Fragment źródłowy
=======

Ślub Kamili i Karola Dwór na Wichrowym Wzgórzu
Wiekszość ślubów, które możecie tu oglądać, dzieją się we Wrocławiu lub na Dolnym Śląsku. Za to tym razem Para Młoda ściągnęła mnie aż na Ziemię Sandomierską. I wiecie co? Nie żałuję ani jednego przejechanego kilometra. Pytacie czasem o któtki reportaż z sesją plenerową w dniu ślubu. Z Kamilą i Karolem byłam tylko 6 godzin, więc to przykład mniejszego materiału zdjęciowego. Przyznam się, ze dla mniej godzin wcale nie oznacza mniej pracy, bo zamknąć historię w krótkim czasie to dodatkowe wyzwanie. Ale mi wyzwania niestraszne!

=======

[Wyjątki ze zbioru danych do detekcji]
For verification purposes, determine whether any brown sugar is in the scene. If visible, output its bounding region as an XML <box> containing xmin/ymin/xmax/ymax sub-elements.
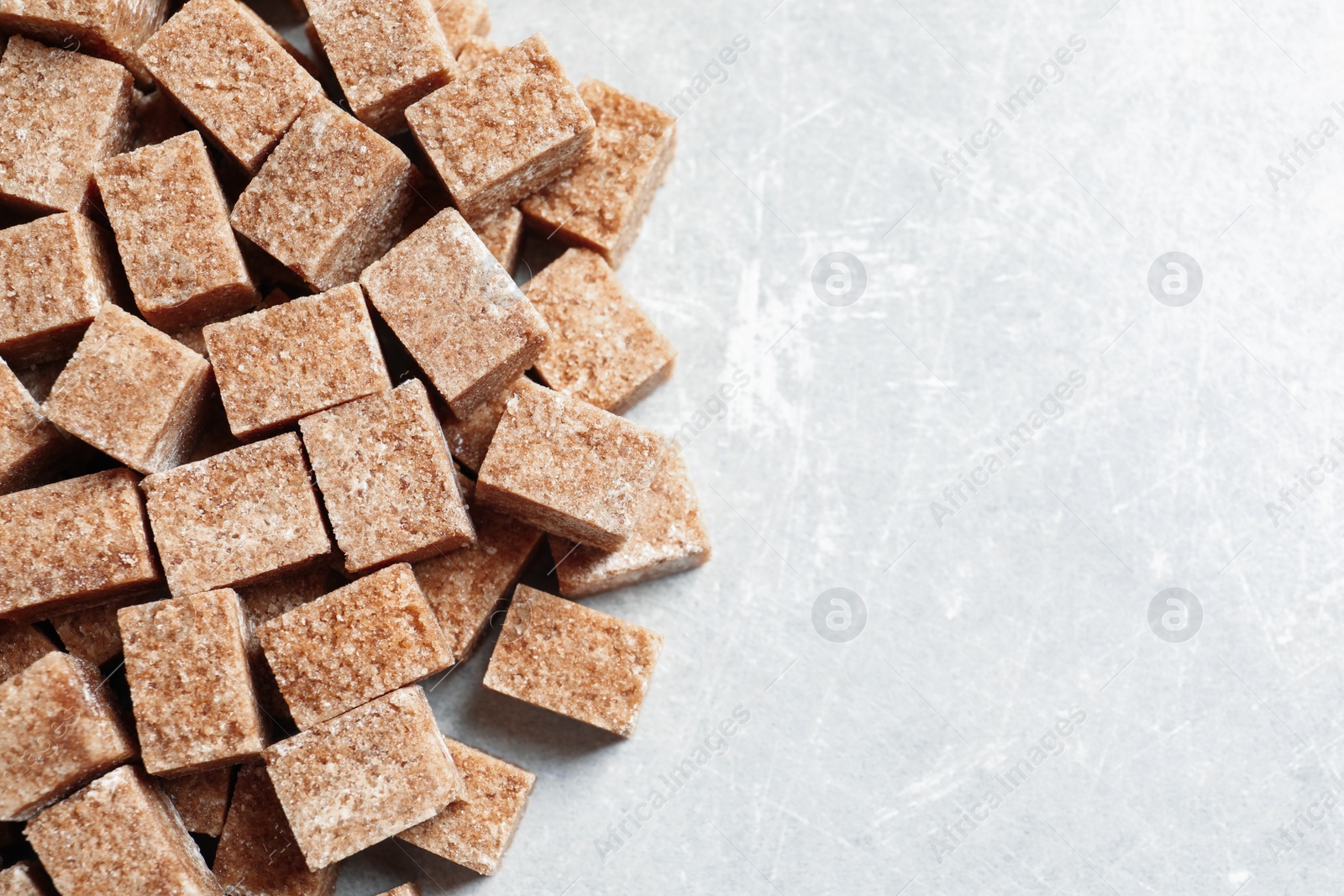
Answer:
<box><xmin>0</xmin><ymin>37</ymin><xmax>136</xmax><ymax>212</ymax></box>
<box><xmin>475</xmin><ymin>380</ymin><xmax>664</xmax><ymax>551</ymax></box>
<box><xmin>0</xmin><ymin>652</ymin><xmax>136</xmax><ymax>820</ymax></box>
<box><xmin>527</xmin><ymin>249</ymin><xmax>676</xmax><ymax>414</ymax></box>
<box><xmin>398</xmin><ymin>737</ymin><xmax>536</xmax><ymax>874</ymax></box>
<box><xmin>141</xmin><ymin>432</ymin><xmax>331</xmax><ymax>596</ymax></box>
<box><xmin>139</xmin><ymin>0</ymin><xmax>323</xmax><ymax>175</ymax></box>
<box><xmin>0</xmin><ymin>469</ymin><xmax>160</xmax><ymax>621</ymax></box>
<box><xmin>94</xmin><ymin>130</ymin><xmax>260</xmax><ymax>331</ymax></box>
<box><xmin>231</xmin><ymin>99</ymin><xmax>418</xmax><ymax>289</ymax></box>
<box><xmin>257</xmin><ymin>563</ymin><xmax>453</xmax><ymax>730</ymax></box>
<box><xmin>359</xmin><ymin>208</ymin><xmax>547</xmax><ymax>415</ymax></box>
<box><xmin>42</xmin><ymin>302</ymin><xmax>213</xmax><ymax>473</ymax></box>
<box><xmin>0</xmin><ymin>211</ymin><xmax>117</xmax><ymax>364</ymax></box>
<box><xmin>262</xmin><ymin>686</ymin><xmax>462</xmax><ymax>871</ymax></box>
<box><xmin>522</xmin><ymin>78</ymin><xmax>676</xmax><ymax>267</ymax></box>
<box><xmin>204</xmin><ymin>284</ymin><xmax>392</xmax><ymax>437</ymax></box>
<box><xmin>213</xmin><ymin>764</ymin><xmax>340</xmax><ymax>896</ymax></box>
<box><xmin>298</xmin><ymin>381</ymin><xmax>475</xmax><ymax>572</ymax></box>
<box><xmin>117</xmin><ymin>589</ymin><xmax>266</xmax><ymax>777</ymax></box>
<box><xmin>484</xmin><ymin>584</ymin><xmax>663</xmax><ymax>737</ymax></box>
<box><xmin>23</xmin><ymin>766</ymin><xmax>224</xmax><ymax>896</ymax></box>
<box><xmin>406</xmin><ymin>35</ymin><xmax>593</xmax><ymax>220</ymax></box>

=======

Polecenia
#1 Odpowiedz na podstawie fragmentu źródłowego:
(a) Gdzie odbywa się większość ślubów, które można oglądać na tej stronie?
(b) Na jaki obszar tym razem ściągnęła para młoda?
(c) Ile godzin trwało przebywanie z Kamilą i Karolem?
#2 Przetłumacz na język angielski zdanie z fragmentu źródłowego: „Nie żałuję ani jednego przejechanego kilometra.”

Odpowiedzi do poleceń
#1
(a) We Wrocławiu lub na Dolnym Śląsku.
(b) Na Ziemię Sandomierską.
(c) Sześć godzin.

#2 I don't regret a single kilometer traveled.